● **Task instructions**:
Rewrite every line of the records below, requests included, and shift each box coordinate in the answers by -81.

[Detection annotation records]
+++++

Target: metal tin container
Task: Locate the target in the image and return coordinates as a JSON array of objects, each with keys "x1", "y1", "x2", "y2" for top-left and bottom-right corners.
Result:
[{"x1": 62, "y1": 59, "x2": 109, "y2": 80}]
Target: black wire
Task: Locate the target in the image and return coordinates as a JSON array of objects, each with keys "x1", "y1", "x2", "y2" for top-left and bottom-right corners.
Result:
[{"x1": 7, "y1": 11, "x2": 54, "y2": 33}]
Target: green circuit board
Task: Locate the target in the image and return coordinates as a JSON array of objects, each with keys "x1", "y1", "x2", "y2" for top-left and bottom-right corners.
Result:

+++++

● **Exercise output**:
Target: metal tin container
Task: Locate the target in the image and return coordinates as a JSON array of objects, each with keys "x1", "y1", "x2", "y2" for top-left and bottom-right corners.
Result:
[{"x1": -19, "y1": -22, "x2": 28, "y2": -1}]
Target: black wire
Task: Locate the target in the image and return coordinates as a JSON array of objects, each with keys "x1", "y1", "x2", "y2" for top-left and bottom-right corners.
Result:
[{"x1": -74, "y1": -70, "x2": -27, "y2": -48}]
Target: green circuit board
Task: Locate the target in the image and return coordinates as a JSON array of objects, each with keys "x1", "y1", "x2", "y2" for top-left and bottom-right corners.
Result:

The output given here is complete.